Where the line holding "Exercise. Point out every instance of the dirt" appears, start copying, and continue exactly through the last line of the listing, skipping pictures.

--

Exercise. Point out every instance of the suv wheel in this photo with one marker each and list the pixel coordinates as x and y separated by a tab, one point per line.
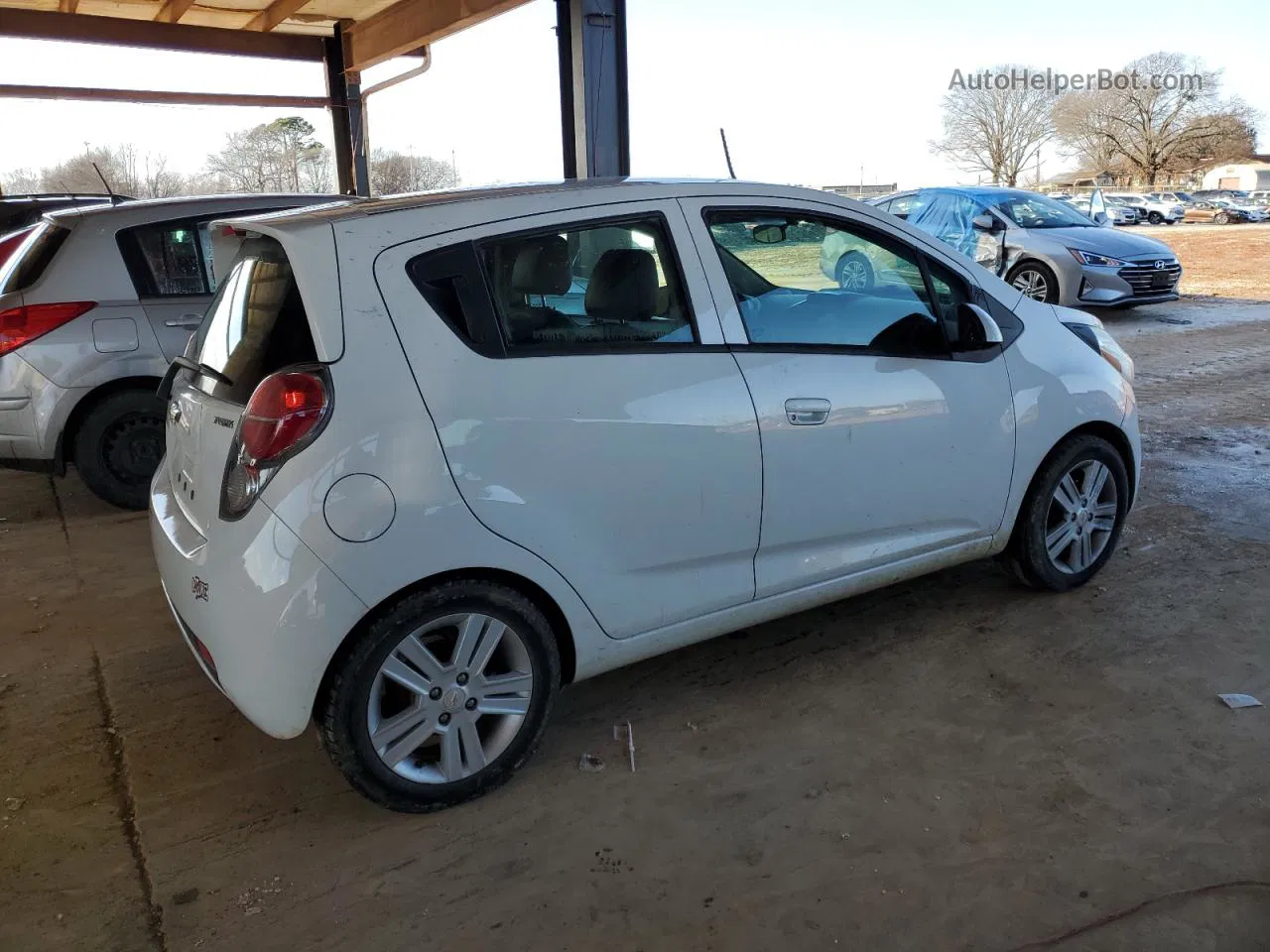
118	447
443	698
1071	521
1035	281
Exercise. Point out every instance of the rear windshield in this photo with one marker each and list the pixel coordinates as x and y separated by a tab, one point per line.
255	325
24	266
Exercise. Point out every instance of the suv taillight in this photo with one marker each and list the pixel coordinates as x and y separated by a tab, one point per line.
21	325
284	416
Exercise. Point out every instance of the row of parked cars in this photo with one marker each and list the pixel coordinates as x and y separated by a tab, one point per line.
1216	206
413	463
1046	248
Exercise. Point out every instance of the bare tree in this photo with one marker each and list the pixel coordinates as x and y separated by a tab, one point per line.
277	157
996	128
19	181
159	180
1169	111
394	173
117	166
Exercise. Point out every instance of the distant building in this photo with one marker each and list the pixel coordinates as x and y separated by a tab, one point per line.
1080	180
861	190
1248	176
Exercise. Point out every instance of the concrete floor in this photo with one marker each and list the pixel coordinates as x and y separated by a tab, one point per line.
945	765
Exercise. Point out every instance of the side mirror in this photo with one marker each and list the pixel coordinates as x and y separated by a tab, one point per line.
975	326
767	234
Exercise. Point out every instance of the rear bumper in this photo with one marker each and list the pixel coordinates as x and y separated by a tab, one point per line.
33	411
268	612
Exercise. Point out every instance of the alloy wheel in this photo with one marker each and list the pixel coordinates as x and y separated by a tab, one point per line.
1033	284
449	697
853	275
1080	518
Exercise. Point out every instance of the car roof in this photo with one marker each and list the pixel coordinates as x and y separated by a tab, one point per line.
607	189
194	204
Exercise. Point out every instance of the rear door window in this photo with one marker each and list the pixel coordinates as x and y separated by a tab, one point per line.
255	325
166	259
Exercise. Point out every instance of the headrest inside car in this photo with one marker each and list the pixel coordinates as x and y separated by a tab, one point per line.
622	286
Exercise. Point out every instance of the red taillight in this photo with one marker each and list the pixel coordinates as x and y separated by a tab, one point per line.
21	325
281	413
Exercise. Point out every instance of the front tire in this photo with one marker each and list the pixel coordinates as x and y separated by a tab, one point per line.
855	272
118	445
443	698
1070	524
1035	281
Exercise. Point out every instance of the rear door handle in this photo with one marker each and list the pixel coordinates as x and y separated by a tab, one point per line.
807	412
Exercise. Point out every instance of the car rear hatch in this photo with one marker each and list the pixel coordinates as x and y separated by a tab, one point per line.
255	325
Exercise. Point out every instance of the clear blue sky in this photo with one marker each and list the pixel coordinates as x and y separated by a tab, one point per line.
810	90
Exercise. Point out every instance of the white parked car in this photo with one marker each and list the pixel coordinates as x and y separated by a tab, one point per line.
432	457
1152	209
1250	211
94	303
1120	211
1116	212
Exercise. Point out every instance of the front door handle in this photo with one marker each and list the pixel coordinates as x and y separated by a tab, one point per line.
807	412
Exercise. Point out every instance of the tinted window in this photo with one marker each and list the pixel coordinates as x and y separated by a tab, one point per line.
1040	212
587	287
257	324
804	280
168	261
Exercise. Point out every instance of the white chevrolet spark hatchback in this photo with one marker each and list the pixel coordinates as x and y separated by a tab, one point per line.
432	457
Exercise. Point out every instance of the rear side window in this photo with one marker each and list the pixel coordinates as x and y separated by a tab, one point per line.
255	325
595	286
28	263
166	259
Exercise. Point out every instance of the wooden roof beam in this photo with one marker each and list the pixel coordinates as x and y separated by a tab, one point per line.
273	14
85	28
411	24
173	10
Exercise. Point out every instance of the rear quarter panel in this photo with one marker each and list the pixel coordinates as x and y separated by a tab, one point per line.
380	425
1060	385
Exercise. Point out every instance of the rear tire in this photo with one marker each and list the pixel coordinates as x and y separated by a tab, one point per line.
1070	524
118	447
405	766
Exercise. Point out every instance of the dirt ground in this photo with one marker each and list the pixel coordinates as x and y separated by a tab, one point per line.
947	765
1232	261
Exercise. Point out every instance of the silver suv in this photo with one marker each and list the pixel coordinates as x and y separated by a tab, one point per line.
94	304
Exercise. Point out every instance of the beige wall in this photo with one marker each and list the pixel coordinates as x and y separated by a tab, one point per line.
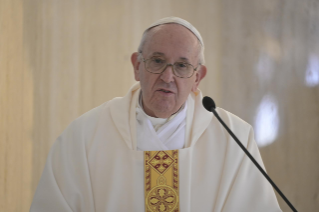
58	59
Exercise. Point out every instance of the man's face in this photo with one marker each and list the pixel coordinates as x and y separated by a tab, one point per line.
164	94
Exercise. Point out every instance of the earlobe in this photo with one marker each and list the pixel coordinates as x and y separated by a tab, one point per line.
201	73
136	65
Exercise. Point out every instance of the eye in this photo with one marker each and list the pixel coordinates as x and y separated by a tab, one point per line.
181	65
158	60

--

**TASK SOLUTION:**
Exercise. Point out every instance of the dirt ground in this photo with one marker each and list the pixel coordinates as x and y separated by a tab, one point per line.
947	765
1232	261
Exercise. Point out every instance of the silver suv in this photo with one marker each and list the pixel coordinates as x and y separated by a tab, one point per line.
94	304
Exercise. Point out every instance of the beige wall in this photo with one marker each and list the pixel coordinates as x and y separated by a tab, one point per line.
58	59
Exercise. Point out every instance of the man's face in this photo with one marker each and list the pixel coordinates as x and y separated by a tab, one point per line.
164	94
Exercise. Point out every instance of the earlobe in this photo with one marker each and list the pixel coordinates as x and y separated by a tab, one point per line.
201	73
136	65
Exercise. Point out every instance of the eye in this photo with one marker each and list the pixel coordinates as x and y separated by a tab, one point per line.
181	65
158	60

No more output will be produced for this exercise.